• THE PROBLEM: Extract every line of the listing below and reproduce each one verbatim, keeping the original order.

• EXERCISE MATERIAL:
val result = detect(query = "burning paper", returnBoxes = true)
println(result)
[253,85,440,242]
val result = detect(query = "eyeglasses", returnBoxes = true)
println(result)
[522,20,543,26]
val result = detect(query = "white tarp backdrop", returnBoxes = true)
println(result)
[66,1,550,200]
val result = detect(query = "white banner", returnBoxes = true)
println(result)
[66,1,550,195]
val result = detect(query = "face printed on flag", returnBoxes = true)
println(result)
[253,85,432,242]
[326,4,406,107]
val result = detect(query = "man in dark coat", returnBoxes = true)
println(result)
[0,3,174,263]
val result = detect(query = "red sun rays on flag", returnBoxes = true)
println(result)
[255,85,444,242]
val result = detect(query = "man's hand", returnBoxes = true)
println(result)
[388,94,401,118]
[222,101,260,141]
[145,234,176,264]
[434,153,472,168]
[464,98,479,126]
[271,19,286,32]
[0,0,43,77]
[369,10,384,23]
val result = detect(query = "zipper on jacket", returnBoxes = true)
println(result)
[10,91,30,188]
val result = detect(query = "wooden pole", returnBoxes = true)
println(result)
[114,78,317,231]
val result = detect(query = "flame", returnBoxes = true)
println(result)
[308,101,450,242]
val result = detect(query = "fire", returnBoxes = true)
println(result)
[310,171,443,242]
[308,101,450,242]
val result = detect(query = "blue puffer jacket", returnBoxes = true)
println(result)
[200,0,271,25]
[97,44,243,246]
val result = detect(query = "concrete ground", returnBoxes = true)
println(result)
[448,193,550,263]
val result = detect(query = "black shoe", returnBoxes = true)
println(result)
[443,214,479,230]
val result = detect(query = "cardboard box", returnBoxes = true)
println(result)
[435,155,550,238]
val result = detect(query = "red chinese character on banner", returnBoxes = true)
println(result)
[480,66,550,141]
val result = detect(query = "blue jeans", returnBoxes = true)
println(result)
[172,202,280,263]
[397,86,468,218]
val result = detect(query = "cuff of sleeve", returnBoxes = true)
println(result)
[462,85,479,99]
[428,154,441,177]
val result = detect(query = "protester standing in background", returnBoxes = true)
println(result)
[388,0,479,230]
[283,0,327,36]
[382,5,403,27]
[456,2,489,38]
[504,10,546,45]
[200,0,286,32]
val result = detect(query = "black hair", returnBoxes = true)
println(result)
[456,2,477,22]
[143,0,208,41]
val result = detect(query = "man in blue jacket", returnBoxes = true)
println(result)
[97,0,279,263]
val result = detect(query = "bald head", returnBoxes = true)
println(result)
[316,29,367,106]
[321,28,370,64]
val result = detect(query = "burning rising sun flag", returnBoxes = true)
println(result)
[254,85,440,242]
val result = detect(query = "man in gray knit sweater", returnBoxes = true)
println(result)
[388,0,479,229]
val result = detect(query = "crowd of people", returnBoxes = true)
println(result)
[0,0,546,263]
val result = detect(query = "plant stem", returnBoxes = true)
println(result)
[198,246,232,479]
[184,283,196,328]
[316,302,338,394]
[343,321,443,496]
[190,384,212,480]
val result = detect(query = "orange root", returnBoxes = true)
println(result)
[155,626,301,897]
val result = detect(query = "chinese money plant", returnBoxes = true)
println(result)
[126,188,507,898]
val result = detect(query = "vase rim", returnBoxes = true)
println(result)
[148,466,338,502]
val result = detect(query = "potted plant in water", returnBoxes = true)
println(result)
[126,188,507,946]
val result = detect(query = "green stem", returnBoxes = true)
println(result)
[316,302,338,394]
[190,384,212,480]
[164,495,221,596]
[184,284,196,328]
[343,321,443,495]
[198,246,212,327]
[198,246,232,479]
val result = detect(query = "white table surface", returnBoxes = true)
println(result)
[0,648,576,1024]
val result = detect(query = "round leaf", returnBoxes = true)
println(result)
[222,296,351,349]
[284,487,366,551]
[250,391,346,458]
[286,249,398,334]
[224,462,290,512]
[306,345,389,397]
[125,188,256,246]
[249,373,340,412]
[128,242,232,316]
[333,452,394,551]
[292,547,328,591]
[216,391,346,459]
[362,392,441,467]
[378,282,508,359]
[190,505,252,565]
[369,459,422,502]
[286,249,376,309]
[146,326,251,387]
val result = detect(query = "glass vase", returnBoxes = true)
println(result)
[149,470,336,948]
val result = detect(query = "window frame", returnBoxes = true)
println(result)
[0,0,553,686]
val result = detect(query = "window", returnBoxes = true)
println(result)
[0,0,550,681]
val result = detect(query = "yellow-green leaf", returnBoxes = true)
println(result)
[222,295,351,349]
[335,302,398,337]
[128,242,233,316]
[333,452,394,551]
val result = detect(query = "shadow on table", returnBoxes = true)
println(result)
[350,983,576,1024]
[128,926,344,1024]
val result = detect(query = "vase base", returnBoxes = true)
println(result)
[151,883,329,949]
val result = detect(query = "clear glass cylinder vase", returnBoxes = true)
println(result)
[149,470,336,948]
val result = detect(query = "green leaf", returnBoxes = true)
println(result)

• TASK OUTPUT:
val result = detect(query = "burning paper", returnBoxes = true)
println(result)
[253,85,440,242]
val result = detect(query = "eyeglasses", returnBoxes = true)
println(result)
[522,20,543,26]
val result = detect(query = "white tarp backdrop", returnBoxes = true)
println(result)
[66,1,550,200]
val result = detect(query = "white banner", returnBoxes = true)
println(result)
[66,1,550,195]
val result = detect(query = "face printed on flag", returnBoxes = true)
println(result)
[253,85,432,242]
[326,4,406,107]
val result = detect(query = "man in dark coat", returnBoxes = true)
println(result)
[0,3,174,263]
val result = detect(query = "red sun rays on flag", returnBoxes = true)
println(result)
[255,85,444,242]
val result = detect(query = "man's hand", returnBoxes = true)
println(result)
[388,94,401,118]
[222,101,260,141]
[145,234,176,264]
[434,153,472,168]
[464,98,479,126]
[271,19,286,32]
[0,0,43,77]
[369,10,384,23]
val result = detect(query = "zipper on jacket", returnBoxes = true)
println(result)
[10,91,30,188]
val result = detect(query = "wooden pole", returnBoxes = true)
println(result)
[114,78,317,231]
val result = detect(query = "flame", returnBoxes = true)
println(result)
[308,101,450,242]
val result = detect(query = "fire", returnBoxes = true)
println(result)
[310,171,443,242]
[308,101,450,242]
val result = detect(query = "blue puffer jacket", returnBoxes = true)
println(result)
[200,0,271,25]
[97,44,243,246]
val result = detect(query = "concrete ground", returnBoxes = true)
println(result)
[448,193,550,263]
val result = detect(query = "black shoe", returnBoxes = true)
println(result)
[443,214,479,230]
val result = detect(query = "cardboard box", returnBoxes = true)
println(result)
[435,155,550,238]
val result = detect(query = "red chinese character on banner", returnBoxes = true)
println(result)
[480,66,550,141]
val result = detect(query = "blue jeans", returnBoxes = true)
println(result)
[172,202,280,263]
[397,86,468,218]
val result = detect(query = "cuff of sleeve", returnBoxes = true)
println(result)
[462,85,479,99]
[428,154,441,177]
val result = detect(query = "protester standing in background", returnBoxes = true)
println(result)
[388,0,479,230]
[283,0,327,36]
[382,5,403,27]
[456,2,489,38]
[504,10,546,45]
[200,0,286,32]
val result = detect(query = "black hair", returnBoxes = true)
println(result)
[456,2,477,22]
[143,0,208,41]
val result = detect(query = "man in blue jacket", returnBoxes = true)
println(result)
[97,0,279,263]
val result = detect(query = "bald head", returnBoxes = true)
println(result)
[316,29,367,106]
[321,28,370,64]
val result = detect(query = "burning rising sun flag", returnBoxes = true)
println(result)
[254,85,440,242]
val result = detect(query = "man in gray knit sweater", returnBoxes = true)
println(result)
[388,0,479,229]
val result = detect(query = "crowd of people", returnBoxes = true)
println(result)
[0,0,546,263]
val result = detect(query = "plant stem", returnBoxes = true)
println(result)
[198,246,232,479]
[184,283,196,328]
[316,302,338,394]
[343,321,443,496]
[190,384,212,480]
val result = detect(query = "orange root", returnBoxes = true)
println(result)
[155,626,301,897]
val result = detect(query = "chinese money plant", returnBoxes = true)
println(result)
[126,188,507,898]
val result = detect(query = "vase rim", returnBoxes = true)
println(result)
[148,466,338,502]
val result = detect(query = "potted plant in water", returnBoxes = true)
println(result)
[126,188,507,946]
val result = detect(query = "green stem", returnBoxes = true)
println(result)
[316,302,338,394]
[190,384,212,480]
[164,495,221,596]
[184,284,196,328]
[343,321,443,495]
[198,246,212,327]
[198,246,232,479]
val result = detect(query = "white table surface", returnBoxes = true)
println(result)
[0,648,576,1024]
val result = detect(query = "round leaf", returnBoxes = true)
println(result)
[222,296,351,349]
[284,487,366,551]
[250,391,346,458]
[286,249,398,334]
[224,462,290,512]
[306,345,389,397]
[125,188,256,246]
[249,373,340,412]
[128,242,232,316]
[333,452,394,551]
[292,547,328,591]
[216,391,346,459]
[362,392,441,467]
[378,282,508,359]
[190,505,252,565]
[369,459,422,502]
[286,249,376,309]
[146,326,251,387]
val result = detect(query = "glass vase", returnBoxes = true)
println(result)
[149,470,336,948]
val result = detect(query = "window frame", returnBoxes = true)
println(result)
[0,0,553,686]
val result = detect(query = "window", returnBoxes = true)
println(result)
[0,0,550,681]
val result = detect(query = "yellow-green leaf", returnBoxes = true)
println(result)
[222,295,351,349]
[335,302,398,337]
[128,242,233,316]
[333,452,394,551]
val result = detect(query = "shadow on table", returnBoxes = true)
println(result)
[350,983,576,1024]
[128,926,344,1024]
val result = detect(query = "vase base", returnBoxes = true)
println(result)
[151,883,329,949]
val result = detect(query = "clear glass cylinder vase", returnBoxes = true)
println(result)
[149,470,336,948]
val result = detect(query = "green leaf", returnBoxes = true)
println(result)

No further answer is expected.